#### Collected data entries:
━━━━━━━━━━

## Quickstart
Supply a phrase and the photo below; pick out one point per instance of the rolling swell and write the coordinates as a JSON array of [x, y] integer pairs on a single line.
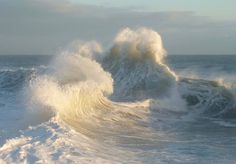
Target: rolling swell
[[81, 87]]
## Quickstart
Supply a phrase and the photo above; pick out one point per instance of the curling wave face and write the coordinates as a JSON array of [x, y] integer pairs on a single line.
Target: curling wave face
[[116, 99], [80, 84]]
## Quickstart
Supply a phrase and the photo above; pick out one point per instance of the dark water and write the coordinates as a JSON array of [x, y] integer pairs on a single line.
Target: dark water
[[186, 138]]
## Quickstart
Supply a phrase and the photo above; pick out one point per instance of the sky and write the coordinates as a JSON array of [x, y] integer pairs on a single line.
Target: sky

━━━━━━━━━━

Each entry is to be returned as it stands, and each picture is to be left out.

## Quickstart
Supply a phrase and the photo below; pick out one point per instance of the rolling swell and write the coordinates as a JSON array of [x, y] integer pairs on a single line.
Target: rolling swell
[[81, 87]]
## Quickstart
Supply a phrase and the photo above; pick out one point per instance of the curling wave face and write the coordinates as a JSON array of [x, y] integer pairs on a single line.
Target: curling wave face
[[116, 99], [80, 84]]
## Quickstart
Supply a phrase and the photo above; pick out one point per instance of the dark water and write the coordinates as a JSON array of [x, y] integer pairs on a single line.
Target: dark water
[[186, 138]]
## Quickstart
Supply a phrase and the photo above; pick out one point per instance of the sky and write the coordinates as a JSON array of [x, y] integer pairs on a single line.
Target: sky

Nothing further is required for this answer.